● Yang Diminta: Tuliskan kembali tanpa perubahan bagian daftar di bawah, mulai dari baris yang memuat "task | place a point on the sidewalk" sampai baris yang memuat "x=492, y=977". Kedua baris itu ikut disertakan.

----------

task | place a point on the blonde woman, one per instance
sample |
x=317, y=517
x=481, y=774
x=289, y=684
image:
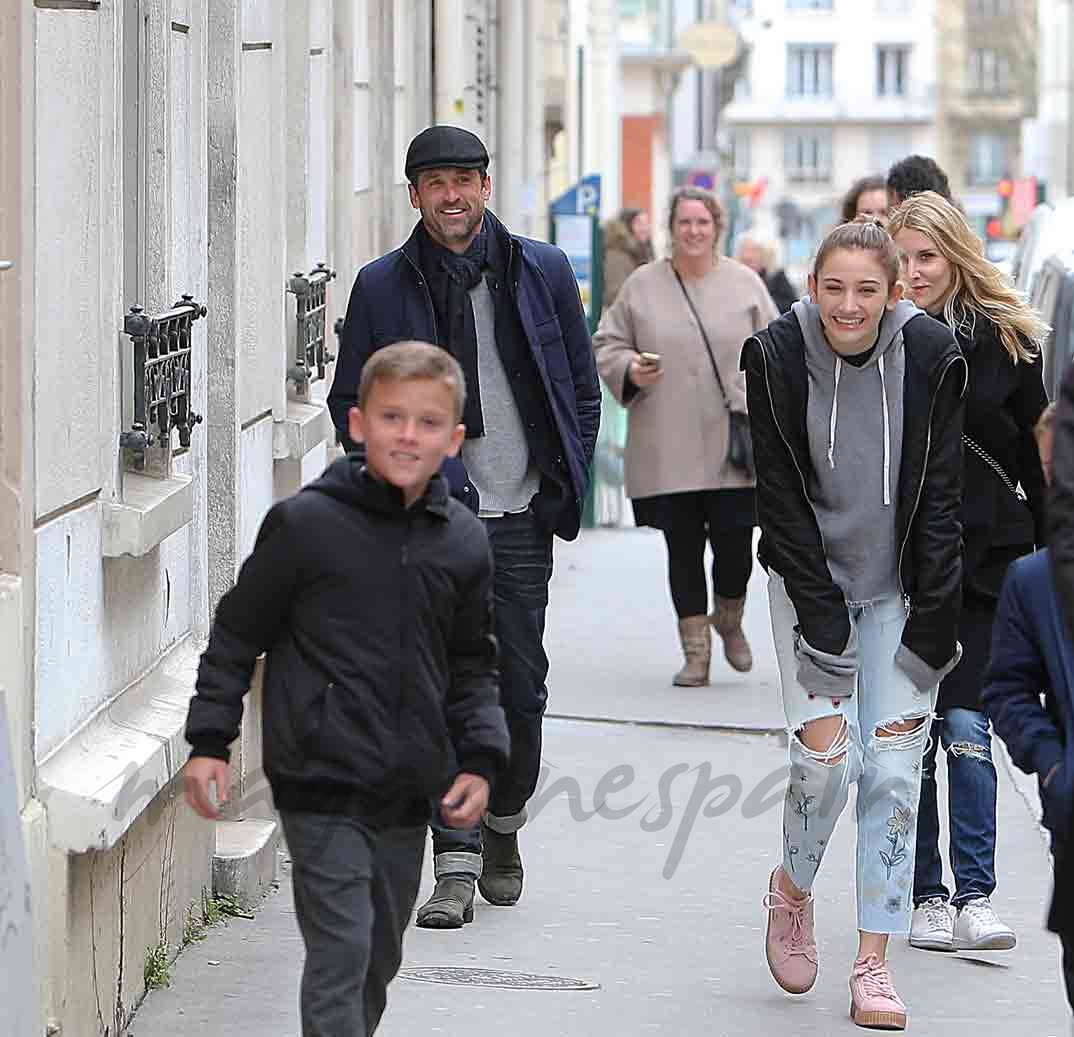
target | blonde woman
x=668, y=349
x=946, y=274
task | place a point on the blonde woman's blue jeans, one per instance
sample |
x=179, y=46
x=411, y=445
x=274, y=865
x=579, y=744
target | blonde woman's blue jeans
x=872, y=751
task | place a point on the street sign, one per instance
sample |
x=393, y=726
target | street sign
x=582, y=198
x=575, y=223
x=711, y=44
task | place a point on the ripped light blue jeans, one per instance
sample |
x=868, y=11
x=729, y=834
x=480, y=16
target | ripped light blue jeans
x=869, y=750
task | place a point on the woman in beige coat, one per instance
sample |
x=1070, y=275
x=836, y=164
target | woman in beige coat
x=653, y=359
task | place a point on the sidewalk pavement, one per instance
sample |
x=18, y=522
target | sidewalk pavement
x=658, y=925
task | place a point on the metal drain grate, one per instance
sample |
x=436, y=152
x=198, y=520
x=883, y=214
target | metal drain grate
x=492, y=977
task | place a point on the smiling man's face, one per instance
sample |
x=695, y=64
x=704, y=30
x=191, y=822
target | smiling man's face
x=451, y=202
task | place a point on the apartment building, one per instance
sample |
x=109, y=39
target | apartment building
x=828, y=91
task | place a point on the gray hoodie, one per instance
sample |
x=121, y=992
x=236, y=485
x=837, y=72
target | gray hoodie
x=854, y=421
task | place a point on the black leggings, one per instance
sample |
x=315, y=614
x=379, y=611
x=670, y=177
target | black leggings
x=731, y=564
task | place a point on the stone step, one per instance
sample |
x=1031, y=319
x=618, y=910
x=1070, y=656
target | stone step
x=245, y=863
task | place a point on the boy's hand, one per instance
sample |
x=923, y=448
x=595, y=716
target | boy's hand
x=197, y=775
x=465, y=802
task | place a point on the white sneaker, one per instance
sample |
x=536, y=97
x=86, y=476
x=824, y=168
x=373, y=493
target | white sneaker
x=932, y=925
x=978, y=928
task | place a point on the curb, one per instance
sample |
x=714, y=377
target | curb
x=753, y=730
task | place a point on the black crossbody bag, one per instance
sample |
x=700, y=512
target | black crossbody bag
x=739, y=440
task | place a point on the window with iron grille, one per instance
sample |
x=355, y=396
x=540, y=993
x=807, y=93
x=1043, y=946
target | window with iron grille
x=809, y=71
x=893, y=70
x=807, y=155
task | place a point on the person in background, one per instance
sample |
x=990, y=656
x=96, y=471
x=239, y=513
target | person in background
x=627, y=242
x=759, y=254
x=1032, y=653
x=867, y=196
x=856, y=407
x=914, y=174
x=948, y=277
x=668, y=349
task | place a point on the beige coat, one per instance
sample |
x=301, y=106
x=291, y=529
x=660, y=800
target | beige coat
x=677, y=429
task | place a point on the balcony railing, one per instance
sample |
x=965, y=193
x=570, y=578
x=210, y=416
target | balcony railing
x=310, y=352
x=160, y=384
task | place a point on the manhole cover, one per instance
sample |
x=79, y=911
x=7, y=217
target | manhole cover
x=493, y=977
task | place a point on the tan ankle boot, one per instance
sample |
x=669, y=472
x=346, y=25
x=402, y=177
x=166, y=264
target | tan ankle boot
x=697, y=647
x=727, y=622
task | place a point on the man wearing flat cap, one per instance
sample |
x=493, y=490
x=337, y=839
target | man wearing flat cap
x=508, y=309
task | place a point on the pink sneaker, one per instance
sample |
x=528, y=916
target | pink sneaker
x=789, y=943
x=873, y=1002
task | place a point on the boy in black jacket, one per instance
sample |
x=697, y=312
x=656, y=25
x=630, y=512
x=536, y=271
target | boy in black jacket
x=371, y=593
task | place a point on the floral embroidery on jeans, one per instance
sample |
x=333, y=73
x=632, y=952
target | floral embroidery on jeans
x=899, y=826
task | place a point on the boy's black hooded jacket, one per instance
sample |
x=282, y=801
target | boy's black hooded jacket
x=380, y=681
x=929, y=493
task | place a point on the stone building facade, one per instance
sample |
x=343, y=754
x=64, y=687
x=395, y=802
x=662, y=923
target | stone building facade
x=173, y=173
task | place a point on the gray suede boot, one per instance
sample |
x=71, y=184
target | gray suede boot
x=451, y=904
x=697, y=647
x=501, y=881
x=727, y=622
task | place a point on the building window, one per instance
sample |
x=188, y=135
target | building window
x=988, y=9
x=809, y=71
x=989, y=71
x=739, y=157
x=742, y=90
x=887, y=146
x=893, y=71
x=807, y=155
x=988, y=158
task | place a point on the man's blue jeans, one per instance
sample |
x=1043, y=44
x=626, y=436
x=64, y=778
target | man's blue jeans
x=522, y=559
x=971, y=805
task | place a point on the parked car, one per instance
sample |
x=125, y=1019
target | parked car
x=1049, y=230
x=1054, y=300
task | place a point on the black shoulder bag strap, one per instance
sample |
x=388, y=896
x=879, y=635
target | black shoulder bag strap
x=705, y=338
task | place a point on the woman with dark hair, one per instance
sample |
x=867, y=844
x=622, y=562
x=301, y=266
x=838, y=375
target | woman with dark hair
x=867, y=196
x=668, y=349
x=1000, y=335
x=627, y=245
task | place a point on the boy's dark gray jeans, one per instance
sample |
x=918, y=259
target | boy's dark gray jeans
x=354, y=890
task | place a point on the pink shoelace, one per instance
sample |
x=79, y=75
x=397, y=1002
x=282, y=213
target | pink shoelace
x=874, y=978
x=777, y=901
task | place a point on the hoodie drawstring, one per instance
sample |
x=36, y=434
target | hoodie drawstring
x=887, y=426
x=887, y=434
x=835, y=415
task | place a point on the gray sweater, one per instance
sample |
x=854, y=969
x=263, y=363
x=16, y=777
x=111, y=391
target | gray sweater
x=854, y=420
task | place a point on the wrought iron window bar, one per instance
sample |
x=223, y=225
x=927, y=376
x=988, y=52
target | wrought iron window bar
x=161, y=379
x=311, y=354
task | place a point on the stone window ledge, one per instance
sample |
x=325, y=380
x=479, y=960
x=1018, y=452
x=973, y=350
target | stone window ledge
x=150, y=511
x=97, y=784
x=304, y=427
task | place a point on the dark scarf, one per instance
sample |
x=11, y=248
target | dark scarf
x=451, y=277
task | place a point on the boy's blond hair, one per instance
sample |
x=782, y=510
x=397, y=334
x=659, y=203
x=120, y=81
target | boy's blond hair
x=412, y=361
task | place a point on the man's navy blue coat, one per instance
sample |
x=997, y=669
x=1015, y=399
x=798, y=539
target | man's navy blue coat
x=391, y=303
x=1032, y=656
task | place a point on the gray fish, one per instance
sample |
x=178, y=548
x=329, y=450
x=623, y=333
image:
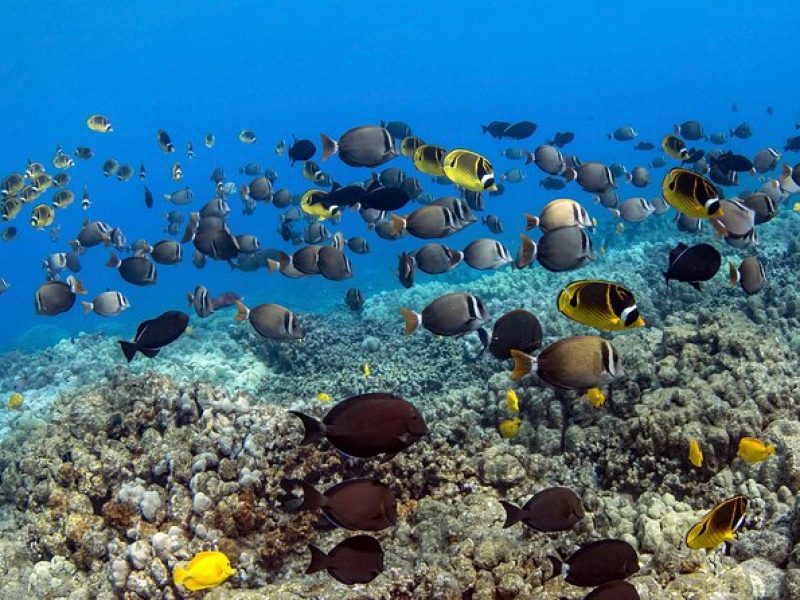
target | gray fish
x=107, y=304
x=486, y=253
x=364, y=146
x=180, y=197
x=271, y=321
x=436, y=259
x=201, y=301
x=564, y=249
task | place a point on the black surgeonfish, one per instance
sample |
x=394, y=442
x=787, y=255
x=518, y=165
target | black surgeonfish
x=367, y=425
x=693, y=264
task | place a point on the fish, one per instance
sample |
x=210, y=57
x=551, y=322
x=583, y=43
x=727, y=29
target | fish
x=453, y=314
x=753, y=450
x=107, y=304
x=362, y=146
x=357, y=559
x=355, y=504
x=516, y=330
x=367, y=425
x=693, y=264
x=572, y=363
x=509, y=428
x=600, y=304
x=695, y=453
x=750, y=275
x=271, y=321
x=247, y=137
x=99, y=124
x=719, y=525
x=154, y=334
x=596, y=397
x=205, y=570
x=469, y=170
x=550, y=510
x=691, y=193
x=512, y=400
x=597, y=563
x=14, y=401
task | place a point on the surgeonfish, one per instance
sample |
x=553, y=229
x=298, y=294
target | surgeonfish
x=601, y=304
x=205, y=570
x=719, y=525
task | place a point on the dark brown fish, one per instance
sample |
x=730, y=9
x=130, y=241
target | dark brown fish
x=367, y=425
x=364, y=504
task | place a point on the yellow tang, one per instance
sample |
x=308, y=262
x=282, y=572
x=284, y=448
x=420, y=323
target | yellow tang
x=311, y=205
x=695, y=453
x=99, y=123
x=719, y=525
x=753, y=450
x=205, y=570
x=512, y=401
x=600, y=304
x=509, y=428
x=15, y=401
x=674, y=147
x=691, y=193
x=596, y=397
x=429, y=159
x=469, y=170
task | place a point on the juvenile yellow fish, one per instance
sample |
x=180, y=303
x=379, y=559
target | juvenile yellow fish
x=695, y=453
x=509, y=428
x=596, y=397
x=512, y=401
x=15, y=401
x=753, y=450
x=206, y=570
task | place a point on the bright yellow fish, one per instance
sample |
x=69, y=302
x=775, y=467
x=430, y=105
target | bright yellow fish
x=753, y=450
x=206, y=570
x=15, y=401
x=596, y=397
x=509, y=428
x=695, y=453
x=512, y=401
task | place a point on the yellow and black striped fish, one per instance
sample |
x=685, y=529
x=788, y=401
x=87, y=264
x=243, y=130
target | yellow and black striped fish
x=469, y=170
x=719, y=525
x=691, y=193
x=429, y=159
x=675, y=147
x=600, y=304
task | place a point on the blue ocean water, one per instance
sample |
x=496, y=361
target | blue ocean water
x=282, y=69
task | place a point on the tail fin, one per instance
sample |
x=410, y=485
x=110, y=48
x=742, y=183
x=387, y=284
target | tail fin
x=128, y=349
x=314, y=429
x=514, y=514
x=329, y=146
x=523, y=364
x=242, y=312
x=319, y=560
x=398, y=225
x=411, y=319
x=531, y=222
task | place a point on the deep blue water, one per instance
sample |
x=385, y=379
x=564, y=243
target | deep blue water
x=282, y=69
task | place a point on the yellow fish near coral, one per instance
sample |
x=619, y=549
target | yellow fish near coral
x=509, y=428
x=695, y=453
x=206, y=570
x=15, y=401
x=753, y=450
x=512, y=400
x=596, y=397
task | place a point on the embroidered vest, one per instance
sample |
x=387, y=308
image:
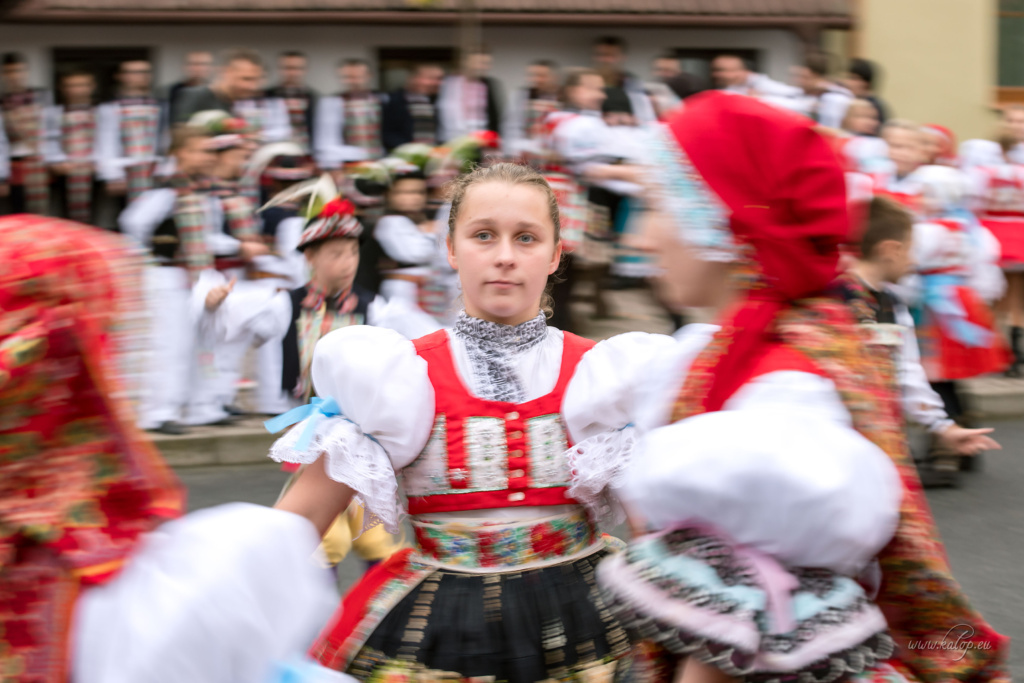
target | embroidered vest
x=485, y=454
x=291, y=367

----------

● Jawaban Tertulis:
task | place a point on the sidewalk pavement, one per instance
sample |
x=18, y=522
target | sidewalk pavement
x=658, y=925
task | place a point on the metal drain grate, one per instance
sample |
x=436, y=152
x=198, y=520
x=883, y=214
target | metal drain grate
x=492, y=977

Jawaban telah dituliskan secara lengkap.